Excerpted text:
** begin **
Archive for May, 2010

Fighting Terror for other reasons.

Terrorism is a great rallying call, I believe.  It’s what I consider a “go word”.  If something is terrorism, then everyone is obligated to do something about it.  Similar to ‘genocide’ another “go word” – if genocide is happening, then people have to do something.

Apparently, though, this is not the case.  My Pen Pal Jaisis lives in Poland, and Poland supports the US in its “War on Terror.”  A while back, Rumsfeld was thanking Poland for its help in the wars and counterterrorism efforts. Yet, according to Jaisis, the Polish government doesn’t really care about terrorism.  Poland hasn’t exactly been the target of Islamic extremists.

So why are they fighting?  Jaisis told me that the Polish government is very interested in relations with the US, partly because the Poles want the US to raise the (rather selective) visa restrictions that Poles traveling to the US endure.  This is what the politicians speak about to the people, though she notes that she is not very in tune with politics at the moment.

Looking around online, I found that in the same article where Rumsfeld thanks Poland for its contributions, the Polish minister of defense thanks the US for it’s help in modernizing the Polish military.

Maybe countries support the “war on terror” not because it is righteous, but because cozying up to the US is a good thing to do.  I wonder what would have happened if it some country that was not the world’s main superpower had suffered 9/11.  How much of the support is because the USA is so prominent?

Assassination: Pen Pal thoughts

After the Dubai assassination of Mahmoud al-Mabhouh, I asked my French Pen Pal waht she thought of the assassination, and, failing that, assassinations against terrorist leaders in general.  The resulting point of view was not terribly far from my own.  For her, assassination was wrong for a variety of reasons.  In more detail:

“…people must be judged before put in jail / killed”   One of the major differences for her is that assassination is unofficial, and does not allow for the expression of statements in the target’s defense.  This was the difference between judgement by a judge, and judgement by an intelligence agency – even if the intelligence agency is right, it still does not let the target speak in his defense.

When I asked her whether she thought assassinations could be effective, irregardless of their legality or justness, she  replied:  “It might have an effect, it might not have an effect. Terrorists are willing to die, so they don’t mind too much if they are killed / if their leaders is killed. This leader might be replaced bu another extremist leader who is not scared of death.”

She also noted that terrorists did not judge people before they killed them either.  However, she went on to note that just because terrorists do not bring proper judgement before killing, it does not mean that such behavior is alright.
** end **
In the blog posts on terrorism, what did the Polish minister of defense thank the US for?

Entries shown:
** begin **
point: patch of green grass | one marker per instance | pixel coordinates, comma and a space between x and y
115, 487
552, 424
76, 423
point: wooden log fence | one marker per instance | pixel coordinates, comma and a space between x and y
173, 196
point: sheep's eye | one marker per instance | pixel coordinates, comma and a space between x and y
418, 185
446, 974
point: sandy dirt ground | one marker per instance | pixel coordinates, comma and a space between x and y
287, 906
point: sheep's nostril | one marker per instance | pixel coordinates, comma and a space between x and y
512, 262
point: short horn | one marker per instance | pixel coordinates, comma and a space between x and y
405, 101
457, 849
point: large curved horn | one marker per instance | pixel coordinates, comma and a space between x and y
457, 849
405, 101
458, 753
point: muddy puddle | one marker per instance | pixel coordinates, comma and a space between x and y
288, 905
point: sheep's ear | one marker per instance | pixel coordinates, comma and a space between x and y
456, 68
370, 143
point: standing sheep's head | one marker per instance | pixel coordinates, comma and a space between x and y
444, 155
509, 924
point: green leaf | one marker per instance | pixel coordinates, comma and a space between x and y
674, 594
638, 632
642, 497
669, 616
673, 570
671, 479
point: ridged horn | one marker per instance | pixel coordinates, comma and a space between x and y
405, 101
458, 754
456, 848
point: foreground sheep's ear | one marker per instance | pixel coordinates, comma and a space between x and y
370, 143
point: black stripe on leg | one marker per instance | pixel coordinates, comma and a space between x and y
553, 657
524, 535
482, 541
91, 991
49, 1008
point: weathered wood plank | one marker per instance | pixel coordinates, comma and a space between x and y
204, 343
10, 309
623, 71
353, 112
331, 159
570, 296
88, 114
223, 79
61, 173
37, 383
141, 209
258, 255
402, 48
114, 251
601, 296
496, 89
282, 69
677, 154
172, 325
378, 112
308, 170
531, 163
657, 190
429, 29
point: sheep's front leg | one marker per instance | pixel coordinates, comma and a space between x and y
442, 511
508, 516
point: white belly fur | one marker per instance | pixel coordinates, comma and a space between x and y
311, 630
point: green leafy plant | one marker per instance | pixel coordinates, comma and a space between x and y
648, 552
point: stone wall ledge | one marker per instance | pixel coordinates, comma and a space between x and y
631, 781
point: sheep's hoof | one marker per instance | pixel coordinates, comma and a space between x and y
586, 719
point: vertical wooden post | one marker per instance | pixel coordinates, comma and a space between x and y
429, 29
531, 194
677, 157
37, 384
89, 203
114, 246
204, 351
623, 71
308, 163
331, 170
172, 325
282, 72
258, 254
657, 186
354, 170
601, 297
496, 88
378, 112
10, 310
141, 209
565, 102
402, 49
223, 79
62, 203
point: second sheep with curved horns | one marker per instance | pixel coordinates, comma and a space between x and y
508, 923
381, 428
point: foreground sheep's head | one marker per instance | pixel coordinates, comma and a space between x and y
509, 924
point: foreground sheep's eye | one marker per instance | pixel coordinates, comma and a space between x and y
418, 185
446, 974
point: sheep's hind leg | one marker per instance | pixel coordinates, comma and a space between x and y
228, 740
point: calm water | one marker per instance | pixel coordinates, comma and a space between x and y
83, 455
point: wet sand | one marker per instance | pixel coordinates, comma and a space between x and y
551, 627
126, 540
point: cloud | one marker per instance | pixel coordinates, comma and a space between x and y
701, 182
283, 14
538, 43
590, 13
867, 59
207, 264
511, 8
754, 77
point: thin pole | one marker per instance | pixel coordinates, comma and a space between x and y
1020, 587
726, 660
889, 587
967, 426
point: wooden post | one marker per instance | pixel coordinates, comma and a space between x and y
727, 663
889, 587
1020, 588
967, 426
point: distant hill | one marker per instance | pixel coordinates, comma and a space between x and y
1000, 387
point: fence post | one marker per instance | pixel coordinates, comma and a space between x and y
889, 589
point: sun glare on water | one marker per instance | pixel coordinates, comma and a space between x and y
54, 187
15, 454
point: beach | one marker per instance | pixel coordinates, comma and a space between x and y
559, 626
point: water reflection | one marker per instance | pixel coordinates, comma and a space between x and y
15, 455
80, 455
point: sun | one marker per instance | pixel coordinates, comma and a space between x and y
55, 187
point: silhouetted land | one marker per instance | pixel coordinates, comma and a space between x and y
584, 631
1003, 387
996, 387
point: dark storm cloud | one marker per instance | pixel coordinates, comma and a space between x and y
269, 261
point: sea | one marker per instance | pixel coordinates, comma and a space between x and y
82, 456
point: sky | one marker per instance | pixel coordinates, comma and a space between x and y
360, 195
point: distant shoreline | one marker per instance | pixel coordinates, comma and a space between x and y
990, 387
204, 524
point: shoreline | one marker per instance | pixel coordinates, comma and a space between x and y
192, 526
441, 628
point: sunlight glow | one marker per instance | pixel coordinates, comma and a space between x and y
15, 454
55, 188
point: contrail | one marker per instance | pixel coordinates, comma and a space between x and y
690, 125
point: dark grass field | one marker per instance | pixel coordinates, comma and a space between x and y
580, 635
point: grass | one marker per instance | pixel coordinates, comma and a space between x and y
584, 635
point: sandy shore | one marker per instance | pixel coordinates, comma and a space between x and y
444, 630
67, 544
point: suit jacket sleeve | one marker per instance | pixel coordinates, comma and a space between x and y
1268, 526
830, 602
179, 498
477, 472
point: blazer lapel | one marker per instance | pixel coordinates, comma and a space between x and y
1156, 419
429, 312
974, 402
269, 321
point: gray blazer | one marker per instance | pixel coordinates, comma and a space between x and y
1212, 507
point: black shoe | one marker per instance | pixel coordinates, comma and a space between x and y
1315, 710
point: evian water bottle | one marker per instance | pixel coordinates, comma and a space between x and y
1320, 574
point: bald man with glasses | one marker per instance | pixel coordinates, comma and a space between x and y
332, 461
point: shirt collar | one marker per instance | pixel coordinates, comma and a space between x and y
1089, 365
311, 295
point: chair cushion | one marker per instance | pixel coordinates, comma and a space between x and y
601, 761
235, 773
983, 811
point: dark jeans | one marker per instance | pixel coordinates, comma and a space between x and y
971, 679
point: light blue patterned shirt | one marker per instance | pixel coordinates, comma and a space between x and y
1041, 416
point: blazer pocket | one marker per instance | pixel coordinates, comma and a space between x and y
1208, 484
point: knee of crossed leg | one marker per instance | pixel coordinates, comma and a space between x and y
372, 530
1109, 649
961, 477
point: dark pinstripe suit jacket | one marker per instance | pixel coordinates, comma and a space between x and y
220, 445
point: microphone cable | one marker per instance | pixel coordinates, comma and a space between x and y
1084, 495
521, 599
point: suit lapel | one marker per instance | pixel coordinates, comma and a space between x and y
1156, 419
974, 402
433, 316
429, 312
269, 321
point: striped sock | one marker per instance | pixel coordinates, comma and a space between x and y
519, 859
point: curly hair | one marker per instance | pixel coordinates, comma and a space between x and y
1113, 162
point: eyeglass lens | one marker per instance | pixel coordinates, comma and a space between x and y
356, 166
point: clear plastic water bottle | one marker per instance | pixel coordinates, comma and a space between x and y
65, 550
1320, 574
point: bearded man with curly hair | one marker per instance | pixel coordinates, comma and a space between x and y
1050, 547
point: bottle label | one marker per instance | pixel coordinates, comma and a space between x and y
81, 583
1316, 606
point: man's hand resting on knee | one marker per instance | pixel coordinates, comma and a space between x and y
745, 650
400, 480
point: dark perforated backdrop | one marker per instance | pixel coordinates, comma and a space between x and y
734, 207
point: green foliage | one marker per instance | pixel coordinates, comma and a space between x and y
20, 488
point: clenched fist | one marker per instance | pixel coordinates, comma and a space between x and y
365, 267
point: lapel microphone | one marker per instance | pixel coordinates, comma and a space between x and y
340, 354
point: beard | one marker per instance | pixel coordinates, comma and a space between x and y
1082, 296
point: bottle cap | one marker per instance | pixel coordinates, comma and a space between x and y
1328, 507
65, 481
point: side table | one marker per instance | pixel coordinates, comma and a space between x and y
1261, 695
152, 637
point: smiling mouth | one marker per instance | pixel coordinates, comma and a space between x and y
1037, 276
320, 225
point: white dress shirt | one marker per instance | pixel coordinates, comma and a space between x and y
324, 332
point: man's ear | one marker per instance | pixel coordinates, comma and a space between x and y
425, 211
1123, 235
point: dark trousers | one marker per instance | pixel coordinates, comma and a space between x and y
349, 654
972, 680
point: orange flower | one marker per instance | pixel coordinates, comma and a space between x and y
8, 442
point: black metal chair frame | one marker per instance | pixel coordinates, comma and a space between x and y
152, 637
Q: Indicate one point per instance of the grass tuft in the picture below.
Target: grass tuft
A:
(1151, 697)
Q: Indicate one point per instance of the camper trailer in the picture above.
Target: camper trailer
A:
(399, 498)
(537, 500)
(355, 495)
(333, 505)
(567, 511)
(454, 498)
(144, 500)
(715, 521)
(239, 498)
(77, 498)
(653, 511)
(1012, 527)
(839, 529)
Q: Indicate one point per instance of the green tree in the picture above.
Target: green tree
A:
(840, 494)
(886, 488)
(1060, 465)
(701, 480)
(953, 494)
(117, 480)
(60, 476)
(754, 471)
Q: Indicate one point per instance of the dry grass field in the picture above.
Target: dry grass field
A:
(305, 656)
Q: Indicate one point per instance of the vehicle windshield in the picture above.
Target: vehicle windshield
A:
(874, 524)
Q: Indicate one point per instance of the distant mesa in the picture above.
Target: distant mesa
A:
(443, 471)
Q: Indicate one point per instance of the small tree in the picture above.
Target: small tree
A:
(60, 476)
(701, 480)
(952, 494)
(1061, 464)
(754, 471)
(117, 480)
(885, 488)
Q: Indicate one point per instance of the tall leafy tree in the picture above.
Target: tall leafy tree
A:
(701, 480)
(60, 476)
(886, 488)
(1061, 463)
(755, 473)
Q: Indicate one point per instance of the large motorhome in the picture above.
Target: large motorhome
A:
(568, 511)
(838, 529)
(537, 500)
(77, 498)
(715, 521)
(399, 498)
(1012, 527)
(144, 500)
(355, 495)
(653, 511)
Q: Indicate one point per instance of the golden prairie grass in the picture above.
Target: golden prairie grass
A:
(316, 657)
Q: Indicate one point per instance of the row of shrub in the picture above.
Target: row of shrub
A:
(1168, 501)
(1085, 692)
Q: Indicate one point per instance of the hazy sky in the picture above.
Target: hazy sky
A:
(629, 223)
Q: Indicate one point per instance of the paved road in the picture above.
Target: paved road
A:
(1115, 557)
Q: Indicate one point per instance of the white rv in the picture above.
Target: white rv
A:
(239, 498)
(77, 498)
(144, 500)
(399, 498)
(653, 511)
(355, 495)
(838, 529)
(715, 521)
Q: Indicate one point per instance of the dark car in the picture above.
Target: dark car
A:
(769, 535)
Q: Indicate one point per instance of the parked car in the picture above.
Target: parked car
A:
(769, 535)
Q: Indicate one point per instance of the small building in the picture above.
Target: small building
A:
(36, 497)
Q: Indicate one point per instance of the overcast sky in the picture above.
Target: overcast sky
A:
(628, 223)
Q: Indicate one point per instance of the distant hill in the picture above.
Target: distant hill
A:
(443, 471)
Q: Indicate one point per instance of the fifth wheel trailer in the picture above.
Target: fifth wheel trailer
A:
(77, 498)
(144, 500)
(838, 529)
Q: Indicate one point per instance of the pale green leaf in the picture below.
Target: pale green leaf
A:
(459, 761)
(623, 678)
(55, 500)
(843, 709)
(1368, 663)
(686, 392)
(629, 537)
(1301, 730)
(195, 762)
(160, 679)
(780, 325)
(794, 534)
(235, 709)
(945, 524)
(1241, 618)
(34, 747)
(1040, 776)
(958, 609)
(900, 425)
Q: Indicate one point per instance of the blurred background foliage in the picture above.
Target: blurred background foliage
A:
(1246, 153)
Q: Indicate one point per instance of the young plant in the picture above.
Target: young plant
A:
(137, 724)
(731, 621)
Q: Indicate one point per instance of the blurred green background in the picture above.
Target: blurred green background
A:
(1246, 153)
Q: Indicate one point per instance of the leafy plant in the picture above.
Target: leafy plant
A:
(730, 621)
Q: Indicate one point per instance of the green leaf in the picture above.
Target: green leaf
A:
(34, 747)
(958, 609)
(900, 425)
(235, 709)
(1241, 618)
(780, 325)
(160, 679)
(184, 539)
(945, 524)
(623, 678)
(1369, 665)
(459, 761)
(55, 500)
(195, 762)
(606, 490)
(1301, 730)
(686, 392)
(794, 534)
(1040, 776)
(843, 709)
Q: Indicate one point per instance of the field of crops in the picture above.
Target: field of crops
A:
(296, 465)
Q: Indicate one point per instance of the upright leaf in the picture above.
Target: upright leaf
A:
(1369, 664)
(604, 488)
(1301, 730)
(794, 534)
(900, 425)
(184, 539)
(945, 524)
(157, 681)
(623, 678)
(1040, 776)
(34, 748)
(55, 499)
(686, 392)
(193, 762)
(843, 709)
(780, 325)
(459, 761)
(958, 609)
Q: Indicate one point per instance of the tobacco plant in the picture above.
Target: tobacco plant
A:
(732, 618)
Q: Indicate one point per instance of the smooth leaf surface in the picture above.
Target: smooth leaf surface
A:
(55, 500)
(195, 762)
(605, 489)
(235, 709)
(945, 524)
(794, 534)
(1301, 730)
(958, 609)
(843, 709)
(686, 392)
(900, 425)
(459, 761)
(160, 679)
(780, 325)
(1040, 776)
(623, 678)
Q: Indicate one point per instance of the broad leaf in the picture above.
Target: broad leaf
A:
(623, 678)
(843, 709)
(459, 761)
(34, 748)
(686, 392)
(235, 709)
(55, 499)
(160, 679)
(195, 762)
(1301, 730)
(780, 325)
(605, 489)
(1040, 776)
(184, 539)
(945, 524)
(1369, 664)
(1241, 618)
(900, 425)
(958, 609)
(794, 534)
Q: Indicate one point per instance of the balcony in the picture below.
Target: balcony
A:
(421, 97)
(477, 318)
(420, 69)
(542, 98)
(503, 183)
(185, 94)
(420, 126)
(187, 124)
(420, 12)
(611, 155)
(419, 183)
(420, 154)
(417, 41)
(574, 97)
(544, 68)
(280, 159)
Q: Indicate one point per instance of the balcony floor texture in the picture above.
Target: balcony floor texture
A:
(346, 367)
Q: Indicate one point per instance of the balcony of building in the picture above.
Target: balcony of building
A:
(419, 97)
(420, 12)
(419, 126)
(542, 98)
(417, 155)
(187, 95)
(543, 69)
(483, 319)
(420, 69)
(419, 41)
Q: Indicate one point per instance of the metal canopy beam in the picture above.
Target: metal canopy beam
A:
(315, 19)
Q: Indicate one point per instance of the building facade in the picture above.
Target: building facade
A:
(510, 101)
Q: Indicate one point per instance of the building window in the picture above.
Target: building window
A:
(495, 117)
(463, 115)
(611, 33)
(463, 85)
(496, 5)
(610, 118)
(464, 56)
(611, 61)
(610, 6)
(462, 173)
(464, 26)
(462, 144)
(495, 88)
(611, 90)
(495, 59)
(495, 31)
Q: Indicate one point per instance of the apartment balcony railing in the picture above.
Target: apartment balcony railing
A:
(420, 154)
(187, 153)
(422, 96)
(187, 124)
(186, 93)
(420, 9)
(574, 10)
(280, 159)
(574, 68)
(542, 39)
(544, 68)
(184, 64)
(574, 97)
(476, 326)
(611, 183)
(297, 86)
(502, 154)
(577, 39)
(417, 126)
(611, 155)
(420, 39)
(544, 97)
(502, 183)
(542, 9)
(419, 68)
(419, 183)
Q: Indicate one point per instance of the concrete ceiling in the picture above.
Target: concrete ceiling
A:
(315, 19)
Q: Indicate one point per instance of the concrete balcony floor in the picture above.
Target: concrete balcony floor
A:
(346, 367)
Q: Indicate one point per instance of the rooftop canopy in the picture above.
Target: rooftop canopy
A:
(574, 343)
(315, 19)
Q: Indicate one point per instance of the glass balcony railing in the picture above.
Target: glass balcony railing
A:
** end **
Written response:
Its help in modernizing the Polish military.